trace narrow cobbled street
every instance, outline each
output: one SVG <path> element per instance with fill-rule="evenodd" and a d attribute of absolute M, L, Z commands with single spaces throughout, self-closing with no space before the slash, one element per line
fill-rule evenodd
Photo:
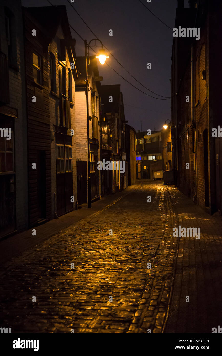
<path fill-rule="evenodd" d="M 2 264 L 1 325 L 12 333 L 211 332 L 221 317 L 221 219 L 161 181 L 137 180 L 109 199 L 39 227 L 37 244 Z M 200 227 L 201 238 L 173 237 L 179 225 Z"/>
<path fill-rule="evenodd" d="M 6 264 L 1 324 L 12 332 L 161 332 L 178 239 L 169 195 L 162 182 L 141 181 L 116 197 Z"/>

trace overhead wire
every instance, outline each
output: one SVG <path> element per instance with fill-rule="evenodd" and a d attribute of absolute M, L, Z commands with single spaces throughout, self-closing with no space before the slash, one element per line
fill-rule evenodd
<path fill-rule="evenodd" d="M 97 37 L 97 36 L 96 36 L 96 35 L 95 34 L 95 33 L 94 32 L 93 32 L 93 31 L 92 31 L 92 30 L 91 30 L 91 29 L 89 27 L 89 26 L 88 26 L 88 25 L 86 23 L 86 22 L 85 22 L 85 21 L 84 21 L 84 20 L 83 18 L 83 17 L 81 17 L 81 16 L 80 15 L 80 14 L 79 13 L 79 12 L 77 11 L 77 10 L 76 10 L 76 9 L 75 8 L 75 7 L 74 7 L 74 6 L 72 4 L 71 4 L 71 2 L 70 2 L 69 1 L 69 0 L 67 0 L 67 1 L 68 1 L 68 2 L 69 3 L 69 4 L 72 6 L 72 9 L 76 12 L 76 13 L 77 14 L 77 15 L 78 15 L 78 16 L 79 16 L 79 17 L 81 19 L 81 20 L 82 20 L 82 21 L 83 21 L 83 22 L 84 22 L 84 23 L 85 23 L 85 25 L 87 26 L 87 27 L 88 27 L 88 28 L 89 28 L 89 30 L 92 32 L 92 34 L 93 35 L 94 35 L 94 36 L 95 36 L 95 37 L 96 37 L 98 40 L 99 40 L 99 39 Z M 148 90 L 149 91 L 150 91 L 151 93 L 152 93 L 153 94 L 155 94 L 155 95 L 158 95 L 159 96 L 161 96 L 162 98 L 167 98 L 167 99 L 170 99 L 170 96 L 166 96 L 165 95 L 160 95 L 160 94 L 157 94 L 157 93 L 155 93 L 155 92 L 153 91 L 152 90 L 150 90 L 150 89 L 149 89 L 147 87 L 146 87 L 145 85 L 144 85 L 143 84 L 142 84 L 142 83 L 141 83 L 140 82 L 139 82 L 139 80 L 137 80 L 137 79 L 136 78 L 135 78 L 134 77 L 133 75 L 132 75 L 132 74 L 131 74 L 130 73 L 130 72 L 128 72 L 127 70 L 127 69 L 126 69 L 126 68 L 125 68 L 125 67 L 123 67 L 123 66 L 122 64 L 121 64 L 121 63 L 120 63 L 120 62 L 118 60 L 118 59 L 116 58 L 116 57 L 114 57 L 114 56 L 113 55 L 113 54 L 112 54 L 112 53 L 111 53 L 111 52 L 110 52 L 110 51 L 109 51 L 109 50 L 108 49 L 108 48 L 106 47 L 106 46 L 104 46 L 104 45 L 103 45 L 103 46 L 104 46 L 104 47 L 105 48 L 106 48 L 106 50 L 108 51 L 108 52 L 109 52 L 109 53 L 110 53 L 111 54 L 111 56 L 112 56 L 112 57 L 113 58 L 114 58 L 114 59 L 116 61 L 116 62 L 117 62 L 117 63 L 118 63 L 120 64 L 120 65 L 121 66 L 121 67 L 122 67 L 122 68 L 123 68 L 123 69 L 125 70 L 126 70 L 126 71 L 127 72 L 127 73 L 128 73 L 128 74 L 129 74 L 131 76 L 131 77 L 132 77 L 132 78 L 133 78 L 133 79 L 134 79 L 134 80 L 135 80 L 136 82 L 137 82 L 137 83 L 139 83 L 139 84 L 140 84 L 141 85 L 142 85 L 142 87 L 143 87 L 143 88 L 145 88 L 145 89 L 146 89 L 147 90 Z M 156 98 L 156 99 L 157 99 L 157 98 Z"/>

-=-=-

Task to carry out
Extract every line of the records above verbatim, leaving the pictures out.

Response
trace narrow cobbled street
every instance, outline each
output: one SVG <path> element per instance with fill-rule="evenodd" and a d attribute of absolute M, L, Z commands with single spaces throughout, self-closing with no space before the slash, one element per line
fill-rule evenodd
Photo:
<path fill-rule="evenodd" d="M 2 264 L 1 325 L 12 333 L 211 332 L 221 317 L 221 219 L 161 181 L 137 180 L 109 199 L 39 227 L 37 244 Z M 200 227 L 201 238 L 173 237 L 179 225 Z"/>
<path fill-rule="evenodd" d="M 6 264 L 1 324 L 12 332 L 161 332 L 178 239 L 169 195 L 162 182 L 141 181 L 116 197 Z"/>

trace overhead wire
every instance, outline each
output: one SVG <path> element per instance with fill-rule="evenodd" and a d attribute of absolute M, L, Z commands with single spaces throughout, self-closing with no space before the slash, one element per line
fill-rule evenodd
<path fill-rule="evenodd" d="M 97 37 L 97 36 L 96 36 L 96 35 L 95 34 L 95 33 L 94 32 L 93 32 L 93 31 L 92 31 L 92 30 L 91 30 L 91 29 L 89 27 L 89 26 L 88 26 L 88 25 L 86 23 L 86 22 L 85 22 L 85 21 L 84 21 L 84 20 L 83 18 L 83 17 L 81 17 L 81 16 L 80 15 L 80 14 L 79 13 L 79 12 L 77 11 L 77 10 L 76 10 L 76 9 L 75 8 L 75 7 L 74 7 L 74 6 L 72 4 L 71 4 L 71 2 L 70 2 L 69 1 L 69 0 L 67 0 L 67 1 L 68 1 L 68 2 L 69 3 L 69 4 L 72 6 L 72 9 L 76 12 L 76 13 L 77 14 L 77 15 L 78 15 L 78 16 L 79 16 L 79 17 L 81 19 L 81 20 L 82 20 L 82 21 L 83 21 L 83 22 L 84 22 L 84 23 L 85 23 L 85 25 L 87 26 L 87 27 L 88 27 L 88 28 L 89 28 L 89 30 L 92 32 L 92 34 L 93 35 L 94 35 L 94 36 L 95 36 L 95 37 L 96 37 L 98 40 L 99 40 L 99 39 Z M 148 90 L 149 91 L 150 91 L 151 93 L 152 93 L 153 94 L 155 94 L 155 95 L 158 95 L 159 96 L 161 96 L 162 98 L 167 98 L 167 99 L 170 99 L 170 96 L 166 96 L 165 95 L 160 95 L 160 94 L 157 94 L 157 93 L 155 93 L 155 92 L 153 91 L 152 90 L 150 90 L 150 89 L 149 89 L 147 87 L 146 87 L 145 85 L 144 85 L 143 84 L 142 84 L 142 83 L 141 83 L 140 82 L 139 82 L 139 80 L 137 80 L 137 79 L 136 78 L 135 78 L 134 77 L 133 75 L 132 75 L 132 74 L 131 74 L 130 73 L 130 72 L 128 72 L 127 70 L 127 69 L 126 69 L 126 68 L 125 68 L 125 67 L 123 67 L 123 66 L 122 64 L 121 64 L 121 63 L 120 63 L 120 62 L 118 60 L 118 59 L 116 58 L 116 57 L 114 57 L 114 56 L 113 55 L 113 54 L 112 54 L 112 53 L 111 53 L 111 52 L 110 52 L 110 51 L 109 51 L 109 50 L 108 49 L 108 48 L 106 47 L 106 46 L 104 46 L 104 45 L 103 45 L 103 46 L 104 46 L 104 47 L 105 48 L 106 48 L 106 50 L 108 51 L 108 52 L 109 52 L 109 53 L 110 53 L 111 54 L 111 56 L 112 56 L 112 57 L 113 58 L 114 58 L 114 59 L 116 61 L 116 62 L 117 62 L 117 63 L 118 63 L 120 64 L 120 65 L 121 66 L 121 67 L 122 67 L 122 68 L 123 68 L 123 69 L 125 70 L 126 70 L 126 71 L 127 72 L 127 73 L 128 73 L 128 74 L 129 74 L 131 76 L 131 77 L 132 77 L 132 78 L 133 78 L 133 79 L 134 79 L 134 80 L 135 80 L 136 82 L 137 82 L 137 83 L 139 83 L 139 84 L 140 84 L 141 85 L 142 85 L 142 87 L 143 87 L 143 88 L 145 88 L 145 89 L 146 89 L 147 90 Z M 156 98 L 156 99 L 157 99 L 157 98 Z"/>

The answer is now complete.